READING PASSAGE ▸
┌──

Skip to Main Content

David Dalle
Thursday June 19th, 2025 with David Dalle
Profoundly spiritual music with Beethoven's two final sonatas with Sviatoslav Richter, Alfred Brendel and Persian music with Parissa.

I need this music today. Some of the most profound, spiritual, and beautiful music I know. We will hear Beethoven's two final piano sonatas by two giants of the keyboard. Both supreme masters who spent a lifetime committed to uncovering the essence of Beethoven's music, but both very different from each other. We begin with Sviatoslav Richter and a newly released recording of Richter performing Beethoven in concert in 1965. These performances were recorded by Deutsche Grammophon with intention to release them, but, despite a few test pressings (which became extremely valued among employees of DG), the tapes ended up in DG's warehouse for six decades. There are several live recordings of Op. 110 by Richter spanning decades, but they are never redundant--Richter's interpretations were never the same twice. He was such a spontaneous and free musician, particularly in live performance. The final piano sonata will feature Alfred Brendel, who just passed away on June 17th, aged 94. Beethoven was central to Brendel's life and unlike Richter, who for his own personal reasons was vehemently against recording complete cycles, Brendel was the first pianist to record the complete cycle of Beethoven's 32 piano sonatas, in 1959. He went on to record two more complete cycles in the 70's and 90's. Both these works represent Beethoven, and indeed music, at its most ineffable. Both reach out to the infinite, each one using means that were central to Beethoven's late music, the fugue in Op. 110, and variations in Op. 111. The fugue makes up the final movement of Op. 110, where it is introduced by a lamenting adagio. The fugue builds inexorably until it is interrupted by the heartbreaking adagio. The fugue begins again, building to its magisterial, transcendent conclusion, an exquisite affirmation of life and the beauty of existence, particularly in the hands of an artist like Richter.
Piano Sonata No 31 in A flat op. 110
Ludwig Van Beethoven/Sviatoslav Richter - The Lost Tapes - Deutsche Grammophon New
For me, great Persian music is the equal of Beethoven in its profundity and passion; its extreme expression and yearning. We hear a stunning suite in dastgah Abu-Ata by Parissa and the incomparable Dastan Ensemble. This suite features compositions by Hossein Behroozinia, the barbat player for Dastan, interspersed with vocal and instrumental improvisations. I had the amazing fortune to see her perform with Dastan twice in Ottawa!
Dastgah Abu'Ata: Moghaddameh, Saz-O Avaz; Daramad
Parissa & Dastan Ensemble - Gol-E Behesht - World Network
Dastgah Abu'Ata: Tasnif-E Dar Ayeneh
Parissa & Dastan Ensemble - Gol-E Behesht - World Network
Dastgah Abu'Ata: Hedjaz (Gusheh)

└──

STORED DATA ▸
┌──

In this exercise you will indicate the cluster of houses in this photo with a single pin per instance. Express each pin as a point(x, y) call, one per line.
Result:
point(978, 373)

└──

TASKS TO CARRY OUT ▸
1. Summarize the program notes in two sentences.
2. In the program notes, recast the paragraph beginning "For me, great Persian music" as a bulleted list that keeps its main facts.
3. According to the program notes, in what year was Brendel the first pianist to record the complete cycle of Beethoven's 32 piano sonatas?
The lines that come after the program notes have no connection to them.

FULL ANSWERS ▸
1. The program notes describe a broadcast of Beethoven's two final piano sonatas: Op. 110 in a newly released 1965 concert recording by Sviatoslav Richter that sat in Deutsche Grammophon's warehouse for six decades, and the last sonata played by Alfred Brendel, who died on June 17th aged 94. The program also features a suite in dastgah Abu-Ata by Parissa and the Dastan Ensemble, combining compositions by Hossein Behroozinia with vocal and instrumental improvisations.

2.
- Great Persian music is called the equal of Beethoven in profundity, passion, extreme expression and yearning.
- The featured piece is a suite in dastgah Abu-Ata by Parissa and the Dastan Ensemble.
- The suite features compositions by Hossein Behroozinia, Dastan's barbat player, interspersed with vocal and instrumental improvisations.
- The host saw Parissa perform with Dastan twice in Ottawa.

3. 1959.